◆ Data to process ◆
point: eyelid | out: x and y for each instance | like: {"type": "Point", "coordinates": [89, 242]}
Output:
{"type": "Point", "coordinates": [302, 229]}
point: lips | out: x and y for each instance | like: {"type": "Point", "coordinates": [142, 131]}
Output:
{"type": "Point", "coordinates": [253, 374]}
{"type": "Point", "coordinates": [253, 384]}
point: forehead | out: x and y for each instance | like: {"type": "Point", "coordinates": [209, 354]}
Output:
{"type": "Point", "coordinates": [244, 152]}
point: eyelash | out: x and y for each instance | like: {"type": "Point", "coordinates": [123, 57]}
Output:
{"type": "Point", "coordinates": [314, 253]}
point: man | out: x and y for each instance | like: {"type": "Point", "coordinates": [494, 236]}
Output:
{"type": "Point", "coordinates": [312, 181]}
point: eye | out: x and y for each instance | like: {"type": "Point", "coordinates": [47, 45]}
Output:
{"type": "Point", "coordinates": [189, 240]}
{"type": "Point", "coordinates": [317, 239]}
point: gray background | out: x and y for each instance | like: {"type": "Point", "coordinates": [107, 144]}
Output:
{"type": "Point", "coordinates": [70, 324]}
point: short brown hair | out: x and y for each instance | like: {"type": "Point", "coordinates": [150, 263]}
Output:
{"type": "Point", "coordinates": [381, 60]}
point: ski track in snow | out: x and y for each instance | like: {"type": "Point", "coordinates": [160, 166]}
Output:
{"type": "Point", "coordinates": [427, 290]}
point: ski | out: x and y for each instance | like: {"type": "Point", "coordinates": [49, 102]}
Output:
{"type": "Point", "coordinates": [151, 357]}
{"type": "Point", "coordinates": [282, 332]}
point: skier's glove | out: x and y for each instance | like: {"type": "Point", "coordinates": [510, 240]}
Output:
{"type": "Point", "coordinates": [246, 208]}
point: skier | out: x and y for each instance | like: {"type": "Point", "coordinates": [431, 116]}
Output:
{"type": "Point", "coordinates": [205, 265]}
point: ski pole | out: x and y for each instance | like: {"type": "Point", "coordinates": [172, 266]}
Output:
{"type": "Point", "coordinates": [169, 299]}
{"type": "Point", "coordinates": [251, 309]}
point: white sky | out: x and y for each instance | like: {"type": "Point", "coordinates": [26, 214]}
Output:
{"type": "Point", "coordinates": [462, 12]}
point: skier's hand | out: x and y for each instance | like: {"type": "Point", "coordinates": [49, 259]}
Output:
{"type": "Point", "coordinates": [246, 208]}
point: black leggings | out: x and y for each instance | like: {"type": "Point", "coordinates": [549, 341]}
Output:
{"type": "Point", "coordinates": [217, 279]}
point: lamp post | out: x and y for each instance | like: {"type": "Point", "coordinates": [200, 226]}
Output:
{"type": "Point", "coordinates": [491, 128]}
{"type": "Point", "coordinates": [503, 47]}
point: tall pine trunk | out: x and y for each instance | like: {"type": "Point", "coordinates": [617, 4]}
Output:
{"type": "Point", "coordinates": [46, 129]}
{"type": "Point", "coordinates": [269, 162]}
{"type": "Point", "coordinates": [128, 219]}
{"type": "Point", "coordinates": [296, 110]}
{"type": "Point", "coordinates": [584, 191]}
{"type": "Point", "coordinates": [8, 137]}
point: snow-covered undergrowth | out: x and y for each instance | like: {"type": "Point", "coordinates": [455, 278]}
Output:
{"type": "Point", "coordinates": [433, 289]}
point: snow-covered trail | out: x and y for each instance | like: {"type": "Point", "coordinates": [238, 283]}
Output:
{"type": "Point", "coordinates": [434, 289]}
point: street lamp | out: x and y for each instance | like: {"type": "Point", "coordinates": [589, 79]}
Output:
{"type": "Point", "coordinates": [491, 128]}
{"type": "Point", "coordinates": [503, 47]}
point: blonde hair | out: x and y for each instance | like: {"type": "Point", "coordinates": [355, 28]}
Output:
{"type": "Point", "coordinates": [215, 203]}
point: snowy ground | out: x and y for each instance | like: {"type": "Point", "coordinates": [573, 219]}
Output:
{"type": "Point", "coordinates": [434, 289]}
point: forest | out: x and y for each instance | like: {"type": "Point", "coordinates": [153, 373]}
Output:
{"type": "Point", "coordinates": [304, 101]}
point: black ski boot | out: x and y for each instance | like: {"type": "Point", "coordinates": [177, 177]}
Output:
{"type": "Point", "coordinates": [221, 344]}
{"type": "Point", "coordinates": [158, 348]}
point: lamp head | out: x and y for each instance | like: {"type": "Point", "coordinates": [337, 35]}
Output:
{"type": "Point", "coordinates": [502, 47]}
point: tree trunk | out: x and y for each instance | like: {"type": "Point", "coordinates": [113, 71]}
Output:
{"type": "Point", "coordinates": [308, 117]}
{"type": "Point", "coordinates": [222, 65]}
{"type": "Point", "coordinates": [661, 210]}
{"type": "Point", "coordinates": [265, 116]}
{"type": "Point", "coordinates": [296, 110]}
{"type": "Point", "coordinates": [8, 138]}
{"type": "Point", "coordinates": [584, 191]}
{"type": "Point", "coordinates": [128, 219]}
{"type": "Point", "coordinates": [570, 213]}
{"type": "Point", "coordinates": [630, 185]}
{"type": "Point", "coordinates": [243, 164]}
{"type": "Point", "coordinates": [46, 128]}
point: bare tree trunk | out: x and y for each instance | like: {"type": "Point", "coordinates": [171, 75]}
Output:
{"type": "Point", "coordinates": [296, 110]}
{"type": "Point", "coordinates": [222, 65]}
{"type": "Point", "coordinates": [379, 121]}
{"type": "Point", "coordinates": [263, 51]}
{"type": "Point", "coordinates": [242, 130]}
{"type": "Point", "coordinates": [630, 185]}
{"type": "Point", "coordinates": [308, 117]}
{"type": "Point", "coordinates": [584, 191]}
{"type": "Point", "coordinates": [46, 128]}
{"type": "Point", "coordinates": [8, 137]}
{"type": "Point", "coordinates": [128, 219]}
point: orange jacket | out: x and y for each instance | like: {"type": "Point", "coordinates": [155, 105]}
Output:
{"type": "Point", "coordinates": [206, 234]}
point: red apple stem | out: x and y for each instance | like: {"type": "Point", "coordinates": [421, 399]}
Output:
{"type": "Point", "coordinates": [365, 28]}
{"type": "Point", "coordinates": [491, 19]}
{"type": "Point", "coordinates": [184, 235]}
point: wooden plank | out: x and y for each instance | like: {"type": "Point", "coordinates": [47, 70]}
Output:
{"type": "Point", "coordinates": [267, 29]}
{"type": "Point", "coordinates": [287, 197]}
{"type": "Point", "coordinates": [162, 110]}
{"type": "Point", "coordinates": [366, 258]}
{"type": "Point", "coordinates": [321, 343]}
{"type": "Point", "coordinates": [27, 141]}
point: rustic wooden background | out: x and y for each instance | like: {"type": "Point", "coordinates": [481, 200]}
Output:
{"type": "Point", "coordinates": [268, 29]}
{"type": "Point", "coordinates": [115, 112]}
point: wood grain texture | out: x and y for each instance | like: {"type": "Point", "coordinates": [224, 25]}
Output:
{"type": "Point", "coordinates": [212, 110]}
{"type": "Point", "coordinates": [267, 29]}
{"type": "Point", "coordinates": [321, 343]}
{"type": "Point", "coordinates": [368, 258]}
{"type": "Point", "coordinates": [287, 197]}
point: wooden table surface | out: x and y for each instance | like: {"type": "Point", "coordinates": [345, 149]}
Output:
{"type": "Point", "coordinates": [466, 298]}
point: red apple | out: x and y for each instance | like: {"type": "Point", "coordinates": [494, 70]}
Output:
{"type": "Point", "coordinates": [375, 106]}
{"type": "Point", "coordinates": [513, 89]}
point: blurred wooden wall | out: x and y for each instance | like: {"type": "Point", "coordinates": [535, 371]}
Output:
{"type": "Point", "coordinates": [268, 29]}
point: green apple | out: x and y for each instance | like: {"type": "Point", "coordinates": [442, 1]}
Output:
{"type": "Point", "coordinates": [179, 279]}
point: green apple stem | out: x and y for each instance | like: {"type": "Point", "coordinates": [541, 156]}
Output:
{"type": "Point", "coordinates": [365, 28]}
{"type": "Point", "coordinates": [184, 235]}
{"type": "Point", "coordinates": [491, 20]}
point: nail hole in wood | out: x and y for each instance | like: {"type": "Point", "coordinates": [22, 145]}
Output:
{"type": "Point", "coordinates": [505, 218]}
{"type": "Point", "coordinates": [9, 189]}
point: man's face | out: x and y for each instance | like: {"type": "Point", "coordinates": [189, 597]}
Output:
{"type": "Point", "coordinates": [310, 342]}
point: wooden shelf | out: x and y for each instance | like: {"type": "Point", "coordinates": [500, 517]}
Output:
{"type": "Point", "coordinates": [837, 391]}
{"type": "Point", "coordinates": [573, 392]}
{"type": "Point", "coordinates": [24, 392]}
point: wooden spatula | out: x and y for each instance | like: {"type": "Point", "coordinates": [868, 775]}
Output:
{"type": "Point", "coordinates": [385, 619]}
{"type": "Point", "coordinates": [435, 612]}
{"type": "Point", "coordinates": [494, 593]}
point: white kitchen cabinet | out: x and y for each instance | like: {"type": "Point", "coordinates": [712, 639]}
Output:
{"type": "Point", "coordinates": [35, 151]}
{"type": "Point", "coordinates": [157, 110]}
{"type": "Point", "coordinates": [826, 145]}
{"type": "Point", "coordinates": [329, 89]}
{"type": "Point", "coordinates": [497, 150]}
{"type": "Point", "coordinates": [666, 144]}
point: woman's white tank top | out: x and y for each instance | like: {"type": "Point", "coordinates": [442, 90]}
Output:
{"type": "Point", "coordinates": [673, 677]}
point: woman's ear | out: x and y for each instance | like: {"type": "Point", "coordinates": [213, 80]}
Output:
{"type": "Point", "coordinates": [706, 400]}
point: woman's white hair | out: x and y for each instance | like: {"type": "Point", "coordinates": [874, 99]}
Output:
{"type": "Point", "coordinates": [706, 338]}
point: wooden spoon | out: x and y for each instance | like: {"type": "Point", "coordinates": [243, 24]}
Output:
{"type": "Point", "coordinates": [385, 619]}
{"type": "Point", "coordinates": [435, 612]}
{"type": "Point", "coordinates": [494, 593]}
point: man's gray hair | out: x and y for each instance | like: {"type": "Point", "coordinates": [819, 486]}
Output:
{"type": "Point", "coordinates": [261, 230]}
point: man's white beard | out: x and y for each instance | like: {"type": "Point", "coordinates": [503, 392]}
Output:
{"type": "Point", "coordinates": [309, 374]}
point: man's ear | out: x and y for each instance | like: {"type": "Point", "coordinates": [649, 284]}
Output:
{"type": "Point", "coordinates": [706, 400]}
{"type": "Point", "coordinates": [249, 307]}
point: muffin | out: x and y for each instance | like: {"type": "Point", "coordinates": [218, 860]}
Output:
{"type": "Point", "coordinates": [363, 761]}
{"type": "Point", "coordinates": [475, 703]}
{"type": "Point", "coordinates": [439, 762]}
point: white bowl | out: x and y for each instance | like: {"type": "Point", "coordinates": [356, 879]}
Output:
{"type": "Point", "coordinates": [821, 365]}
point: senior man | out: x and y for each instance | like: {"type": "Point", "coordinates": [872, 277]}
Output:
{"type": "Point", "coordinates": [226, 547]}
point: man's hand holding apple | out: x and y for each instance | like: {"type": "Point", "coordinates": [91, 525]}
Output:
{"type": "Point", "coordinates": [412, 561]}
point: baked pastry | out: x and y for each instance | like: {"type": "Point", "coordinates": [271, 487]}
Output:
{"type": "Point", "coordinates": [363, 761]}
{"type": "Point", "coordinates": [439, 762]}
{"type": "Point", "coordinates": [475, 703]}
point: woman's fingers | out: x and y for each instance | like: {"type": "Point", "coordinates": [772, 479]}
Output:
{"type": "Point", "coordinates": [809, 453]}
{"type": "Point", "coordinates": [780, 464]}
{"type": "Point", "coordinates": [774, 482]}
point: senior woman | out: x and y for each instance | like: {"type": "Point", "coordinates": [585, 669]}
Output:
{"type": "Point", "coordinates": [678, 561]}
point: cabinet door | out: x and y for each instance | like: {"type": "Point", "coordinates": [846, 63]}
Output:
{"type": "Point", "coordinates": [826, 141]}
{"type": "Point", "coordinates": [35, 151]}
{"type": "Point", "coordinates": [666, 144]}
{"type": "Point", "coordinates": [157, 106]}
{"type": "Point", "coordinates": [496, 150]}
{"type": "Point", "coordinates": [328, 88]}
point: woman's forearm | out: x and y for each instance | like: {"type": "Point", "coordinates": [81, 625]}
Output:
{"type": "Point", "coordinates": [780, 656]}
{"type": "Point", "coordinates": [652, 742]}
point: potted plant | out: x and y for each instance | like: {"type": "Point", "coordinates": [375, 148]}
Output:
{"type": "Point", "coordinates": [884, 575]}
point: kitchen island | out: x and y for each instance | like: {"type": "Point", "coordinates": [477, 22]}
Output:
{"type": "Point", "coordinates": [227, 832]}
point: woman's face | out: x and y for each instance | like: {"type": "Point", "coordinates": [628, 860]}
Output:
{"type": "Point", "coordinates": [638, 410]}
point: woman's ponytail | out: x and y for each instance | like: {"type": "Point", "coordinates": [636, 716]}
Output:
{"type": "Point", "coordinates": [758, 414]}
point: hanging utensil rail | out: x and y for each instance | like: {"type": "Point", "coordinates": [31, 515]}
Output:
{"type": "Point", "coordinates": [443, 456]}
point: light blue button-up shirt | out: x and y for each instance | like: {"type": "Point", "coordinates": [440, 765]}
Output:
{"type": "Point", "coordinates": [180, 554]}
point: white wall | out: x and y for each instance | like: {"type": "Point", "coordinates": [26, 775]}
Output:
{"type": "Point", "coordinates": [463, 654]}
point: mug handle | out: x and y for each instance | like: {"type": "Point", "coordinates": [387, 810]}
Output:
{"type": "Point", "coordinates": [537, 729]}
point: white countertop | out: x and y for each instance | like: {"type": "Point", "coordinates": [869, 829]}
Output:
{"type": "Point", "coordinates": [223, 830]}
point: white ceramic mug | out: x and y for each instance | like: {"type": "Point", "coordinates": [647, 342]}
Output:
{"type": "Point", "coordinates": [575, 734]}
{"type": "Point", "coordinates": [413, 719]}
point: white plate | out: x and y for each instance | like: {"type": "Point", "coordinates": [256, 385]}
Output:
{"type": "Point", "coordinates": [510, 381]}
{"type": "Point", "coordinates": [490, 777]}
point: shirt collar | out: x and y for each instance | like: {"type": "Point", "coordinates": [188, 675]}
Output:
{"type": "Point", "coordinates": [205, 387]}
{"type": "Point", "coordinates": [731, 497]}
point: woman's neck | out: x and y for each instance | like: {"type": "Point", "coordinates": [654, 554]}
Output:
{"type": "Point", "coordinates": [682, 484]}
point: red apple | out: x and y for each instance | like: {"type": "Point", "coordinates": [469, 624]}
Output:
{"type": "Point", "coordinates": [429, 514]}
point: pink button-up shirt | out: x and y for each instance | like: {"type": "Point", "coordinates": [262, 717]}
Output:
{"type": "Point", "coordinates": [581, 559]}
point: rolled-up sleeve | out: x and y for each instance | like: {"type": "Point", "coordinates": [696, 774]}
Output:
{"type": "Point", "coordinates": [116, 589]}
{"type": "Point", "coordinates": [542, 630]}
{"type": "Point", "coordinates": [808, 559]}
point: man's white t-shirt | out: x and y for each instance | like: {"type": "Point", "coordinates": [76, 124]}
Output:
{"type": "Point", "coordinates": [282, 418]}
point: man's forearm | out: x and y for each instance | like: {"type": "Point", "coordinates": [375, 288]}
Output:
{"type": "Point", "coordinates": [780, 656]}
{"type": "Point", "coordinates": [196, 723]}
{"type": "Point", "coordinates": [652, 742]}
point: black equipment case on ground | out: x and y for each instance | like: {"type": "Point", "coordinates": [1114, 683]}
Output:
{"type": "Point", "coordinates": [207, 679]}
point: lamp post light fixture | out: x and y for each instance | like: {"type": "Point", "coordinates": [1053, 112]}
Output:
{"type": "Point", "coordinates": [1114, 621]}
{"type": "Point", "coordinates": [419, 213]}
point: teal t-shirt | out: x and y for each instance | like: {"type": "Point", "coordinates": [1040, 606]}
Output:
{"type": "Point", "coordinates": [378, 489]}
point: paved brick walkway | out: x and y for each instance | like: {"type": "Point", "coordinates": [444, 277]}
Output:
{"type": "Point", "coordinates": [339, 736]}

◆ Set exercise ◆
Your task is to extract the lines running from the one with "point: black equipment" to the end of the material, inclusive, copying each exactly and adding nothing.

◆ Solution for this problem ◆
point: black equipment case on ground | out: x and y for each instance | like: {"type": "Point", "coordinates": [1114, 683]}
Output:
{"type": "Point", "coordinates": [207, 679]}
point: lamp post light fixture | out: x and y for each instance | like: {"type": "Point", "coordinates": [1053, 112]}
Output:
{"type": "Point", "coordinates": [1114, 621]}
{"type": "Point", "coordinates": [419, 213]}
point: teal t-shirt | out: x and y for each instance | like: {"type": "Point", "coordinates": [1040, 606]}
Output:
{"type": "Point", "coordinates": [378, 489]}
point: paved brick walkway | out: x and y for each instance | like: {"type": "Point", "coordinates": [444, 277]}
Output:
{"type": "Point", "coordinates": [339, 736]}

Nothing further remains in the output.